**GIVEN PASSAGE**

....

Because when the ground is shifting beneath you—as it was in 2020 and it is absolutely doing right now—writing it down gives you a solid foundation to remember what is really happening. It's a way of being able to look back and ask "Did I really experience that? Did that really happen?" and see that, yes, it did. And, when a politician or a pundit or the president himself goes on TV and denies a thing you saw with your own eyes, you have the memory of what really was written down.
A critical element of Annalee Newitz's incredible (and highly relevant) novel The Future of Another Timeline (that's an affiliate link BTW), in which time travelers are locked in a battle with fascists to "edit" time itself, is when the weary time travelers gather to say what they remember about the reality they experienced, because that reality is constantly changing.
We always started by going around the circle, describing lost histories we remembered. There were many events that existed only in our memories because we'd been present for the edits.

....

**MATERIAL PROVIDED**
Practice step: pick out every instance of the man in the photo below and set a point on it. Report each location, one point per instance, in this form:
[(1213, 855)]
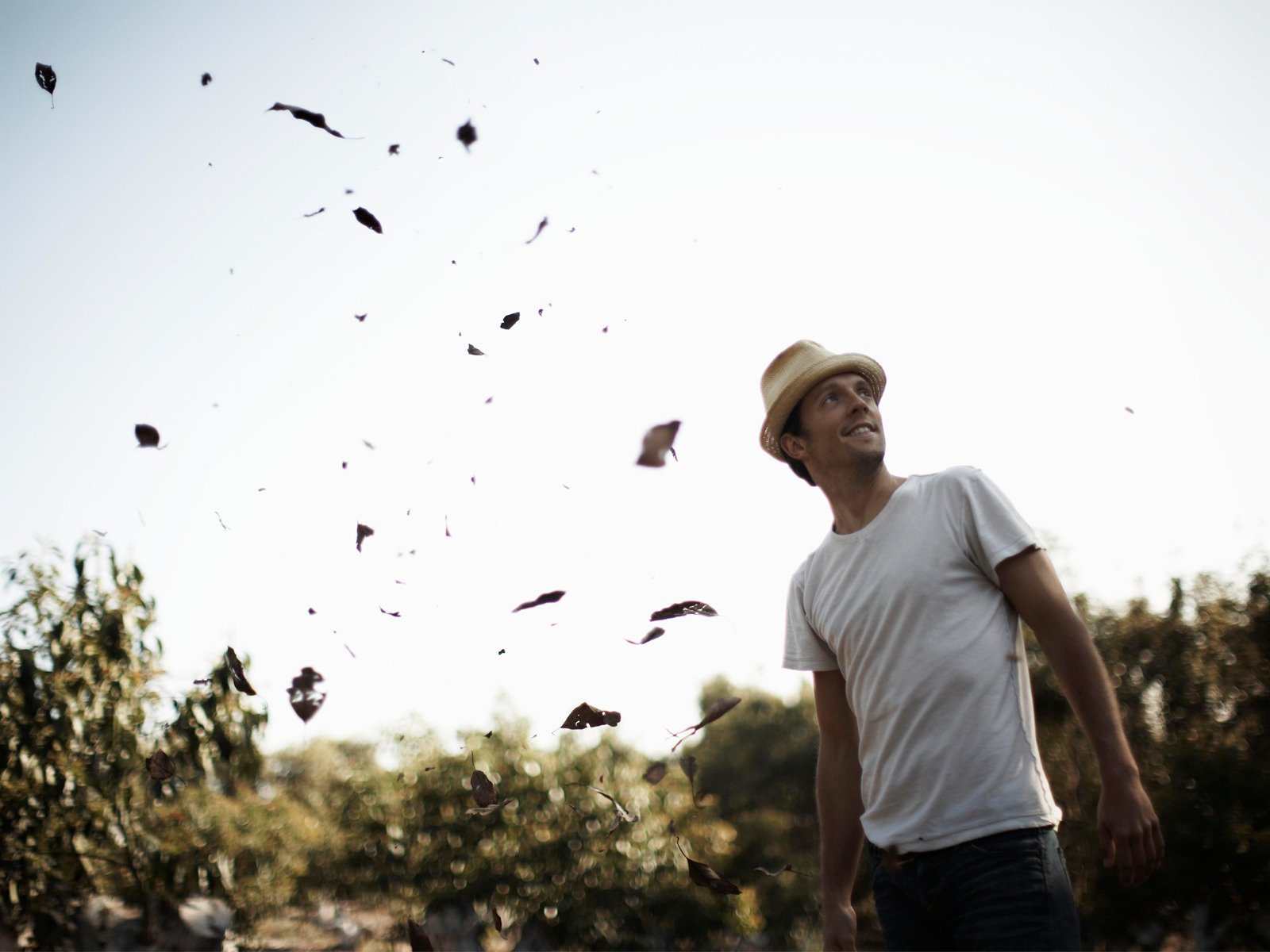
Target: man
[(908, 616)]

....

**EXERCISES TO COMPLETE**
**1)** Answer these questions about the passage on writing things down:
(a) What year does it name as a time when the ground was shifting?
(b) In the novel it describes, whom are the time travelers battling?
(c) What did the group always start by doing?
**2)** Copy out the passage on writing things down from "Because when the" to "is constantly changing.".
**3)** Write what comes next in the passage on writing things down, picking up after its last sentence.

**ANSWERS GIVEN**
**1)**
(a) 2020
(b) Fascists
(c) Going around the circle, describing lost histories they remembered

**2)**
Because when the ground is shifting beneath you—as it was in 2020 and it is absolutely doing right now—writing it down gives you a solid foundation to remember what is really happening. It's a way of being able to look back and ask "Did I really experience that? Did that really happen?" and see that, yes, it did. And, when a politician or a pundit or the president himself goes on TV and denies a thing you saw with your own eyes, you have the memory of what really was written down.
A critical element of Annalee Newitz's incredible (and highly relevant) novel The Future of Another Timeline (that's an affiliate link BTW), in which time travelers are locked in a battle with fascists to "edit" time itself, is when the weary time travelers gather to say what they remember about the reality they experienced, because that reality is constantly changing.

**3)**
Right now, we are those time travelers, present for the edits (literal edits: last night vast numbers of pages were wiped from government websites).
Write it down.
I mean that literally: Get a pen. Get a notebook. Use your hands. There is something visceral about using your hands. And nobody can delete ink on paper with a keystroke.
Write it down.
Remembering what is happening—what you are experiencing—is one of the most important things. Including, I should add, when you experience good things. Write those down too, they're perhaps the most important thing.
Times are very difficult right now.
Pick up your pen.
Write it down.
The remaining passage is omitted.